▶ _STATED PROBLEM_: Reproduce each of the lines below word for word, without changing anything.

▶ _PROVIDED RECORDS_:
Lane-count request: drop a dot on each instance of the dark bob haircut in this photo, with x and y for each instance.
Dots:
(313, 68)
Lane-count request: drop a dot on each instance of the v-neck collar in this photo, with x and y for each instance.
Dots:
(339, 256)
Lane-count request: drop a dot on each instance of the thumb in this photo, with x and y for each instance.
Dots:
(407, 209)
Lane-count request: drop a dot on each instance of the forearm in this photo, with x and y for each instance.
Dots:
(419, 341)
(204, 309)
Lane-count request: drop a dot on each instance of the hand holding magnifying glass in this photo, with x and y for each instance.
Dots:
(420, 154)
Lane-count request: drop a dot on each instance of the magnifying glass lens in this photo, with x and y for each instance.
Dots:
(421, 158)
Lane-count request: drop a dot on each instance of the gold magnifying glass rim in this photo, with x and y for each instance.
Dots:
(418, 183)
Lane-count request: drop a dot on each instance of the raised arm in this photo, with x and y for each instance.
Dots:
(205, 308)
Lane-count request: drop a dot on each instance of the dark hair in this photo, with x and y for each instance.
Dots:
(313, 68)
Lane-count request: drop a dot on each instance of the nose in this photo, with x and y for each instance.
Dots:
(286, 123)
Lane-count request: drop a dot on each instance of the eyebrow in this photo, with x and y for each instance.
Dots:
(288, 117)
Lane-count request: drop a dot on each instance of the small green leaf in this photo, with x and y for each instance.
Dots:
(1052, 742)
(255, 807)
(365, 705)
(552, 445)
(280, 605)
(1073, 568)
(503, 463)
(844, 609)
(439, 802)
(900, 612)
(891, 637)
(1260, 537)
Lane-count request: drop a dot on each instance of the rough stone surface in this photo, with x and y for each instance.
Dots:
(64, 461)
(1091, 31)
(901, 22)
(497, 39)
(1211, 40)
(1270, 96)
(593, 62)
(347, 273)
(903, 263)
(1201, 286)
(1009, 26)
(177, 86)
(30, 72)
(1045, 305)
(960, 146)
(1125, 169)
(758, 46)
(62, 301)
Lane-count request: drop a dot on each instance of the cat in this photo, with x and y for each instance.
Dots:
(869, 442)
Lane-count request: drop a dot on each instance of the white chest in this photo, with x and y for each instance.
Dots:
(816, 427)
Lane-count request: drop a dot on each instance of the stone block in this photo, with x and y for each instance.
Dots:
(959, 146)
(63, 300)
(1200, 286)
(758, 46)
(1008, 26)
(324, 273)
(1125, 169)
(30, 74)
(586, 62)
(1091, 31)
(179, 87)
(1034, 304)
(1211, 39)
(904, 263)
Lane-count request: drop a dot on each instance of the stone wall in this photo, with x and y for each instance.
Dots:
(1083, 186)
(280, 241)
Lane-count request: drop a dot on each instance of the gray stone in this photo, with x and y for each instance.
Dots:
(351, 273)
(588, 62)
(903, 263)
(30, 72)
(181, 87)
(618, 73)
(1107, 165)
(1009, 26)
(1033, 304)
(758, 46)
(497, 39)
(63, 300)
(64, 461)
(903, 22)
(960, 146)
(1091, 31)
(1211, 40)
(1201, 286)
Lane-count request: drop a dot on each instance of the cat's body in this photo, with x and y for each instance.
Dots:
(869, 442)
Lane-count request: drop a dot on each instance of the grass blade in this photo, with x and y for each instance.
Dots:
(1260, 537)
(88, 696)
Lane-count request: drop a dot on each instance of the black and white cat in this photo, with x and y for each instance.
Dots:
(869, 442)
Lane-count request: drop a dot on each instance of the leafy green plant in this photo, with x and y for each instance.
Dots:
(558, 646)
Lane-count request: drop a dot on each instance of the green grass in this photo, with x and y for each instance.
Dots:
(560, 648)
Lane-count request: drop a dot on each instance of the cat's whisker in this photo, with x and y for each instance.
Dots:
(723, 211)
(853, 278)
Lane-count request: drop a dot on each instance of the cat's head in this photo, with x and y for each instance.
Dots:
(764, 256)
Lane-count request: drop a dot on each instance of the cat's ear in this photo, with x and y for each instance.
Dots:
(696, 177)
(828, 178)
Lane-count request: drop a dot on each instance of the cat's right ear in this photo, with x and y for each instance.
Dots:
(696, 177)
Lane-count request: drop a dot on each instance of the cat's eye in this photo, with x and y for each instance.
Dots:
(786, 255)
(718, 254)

▶ _TASK RESPONSE_:
Lane-count request: drop a dot on each instance of the dark bob haircut in this photo, with x and y for each instance.
Dots:
(313, 68)
Lane-count request: drop a dot on each instance of the v-neck collar in this photo, with x and y for each instance.
Dots:
(339, 256)
Lane-count request: drop a dot on each instance of the thumb in this photo, with x and y for each instance.
Dots:
(407, 209)
Lane-count request: drop a dot on each instance of the forearm in this photo, with x and y for each instance.
Dots:
(419, 341)
(204, 309)
Lane-count request: drop a dot on each instance of the hand holding magnifying glass in this photo, with x and y for each instance.
Dots:
(420, 154)
Lane-count request: drop a dot on each instance of the magnifying glass lens in this photo, with x and y for each instance.
Dots:
(421, 158)
Lane-count request: drop a dot on each instance of the gold magnifying glass rim in this photo, with x and y for each instance.
Dots:
(418, 183)
Lane-count request: drop a dot on each instance of the raised arm in this photo, with x and y for each instance.
Dots:
(205, 308)
Lane-count request: drop a dot on each instance of the dark hair in this photo, with x and y for each instance.
Dots:
(313, 68)
Lane-count request: drop a dot on each instance of the nose in this photo, with x and y for each instance.
Dots:
(286, 123)
Lane-count request: drop a dot on each instance of the eyebrow in this photo, with x and y for each instance.
Dots:
(288, 117)
Lane-count request: drop a dot on each instance of the small green leaf in this photo, with x and y for each instance.
Dots:
(1052, 742)
(255, 807)
(365, 705)
(552, 445)
(280, 605)
(1073, 568)
(503, 463)
(844, 609)
(439, 802)
(900, 612)
(891, 637)
(1260, 537)
Lane-count request: drop a dot on each instance of the rough stone surface in this photo, with x and y for each instance.
Dots:
(64, 461)
(1091, 31)
(901, 22)
(497, 39)
(1211, 40)
(1270, 96)
(593, 62)
(347, 273)
(903, 263)
(1201, 286)
(1009, 26)
(177, 86)
(30, 72)
(1045, 305)
(960, 146)
(1125, 169)
(758, 46)
(62, 301)
Lane-count request: drop a dot on each instance of the cat in this photo, with x and y for each instance.
Dots:
(869, 442)
Lane-count request: drop a dot on each instance of the white chest in this photo, with x and y for each instance.
Dots:
(816, 427)
Lane-count request: drop a dot on each instance of the stone block in this photo, with x and y for each instance.
Dots:
(959, 146)
(63, 300)
(1200, 286)
(758, 46)
(1008, 26)
(324, 273)
(1125, 169)
(30, 74)
(586, 62)
(1091, 31)
(179, 87)
(1034, 304)
(1211, 39)
(904, 263)
Lane-count request: drop a dot on each instance of the stone wall in this photo, with x and y for each instance.
Dots:
(1083, 186)
(280, 241)
Lane-count request: drop a dot on each instance of the gray stone in this photo, with x and y for each instance.
Dots:
(351, 273)
(588, 62)
(903, 263)
(30, 72)
(181, 87)
(618, 73)
(1107, 165)
(1009, 26)
(1033, 304)
(758, 46)
(497, 39)
(63, 300)
(64, 461)
(903, 22)
(960, 146)
(1091, 31)
(1211, 40)
(1201, 286)
Lane-count request: drop a dot on each instance of the cat's body in this photo, with x and y for each instance.
Dots:
(869, 442)
Lane-count request: drop a dot on each instance of the grass blade in this photo, with x and y for each instance.
Dots:
(1260, 537)
(88, 696)
Lane-count request: drop a dot on each instance of the black and white cat in this photo, with x and y for each instance.
Dots:
(869, 442)
Lane-count request: drop a dot on each instance of the leafy green plant in this photo, with x and y for each instance.
Dots:
(558, 646)
Lane-count request: drop a dot on each instance of the green grass in this photo, with x and y for each instance.
Dots:
(560, 648)
Lane-count request: drop a dot on each instance of the cat's whisker in this photo, with x and y for each instance.
Dots:
(723, 211)
(853, 278)
Lane-count request: drop a dot on each instance of the cat's head in this photo, with x and y for each instance.
Dots:
(764, 256)
Lane-count request: drop a dot on each instance of the cat's ear in this photo, with x and y for each instance.
Dots:
(696, 177)
(828, 178)
Lane-count request: drop a dot on each instance of the cat's right ear in this photo, with x and y for each instance.
Dots:
(696, 177)
Lane-count request: drop a dot on each instance of the cat's eye in this photo, with x and y for each instance.
Dots:
(786, 255)
(718, 254)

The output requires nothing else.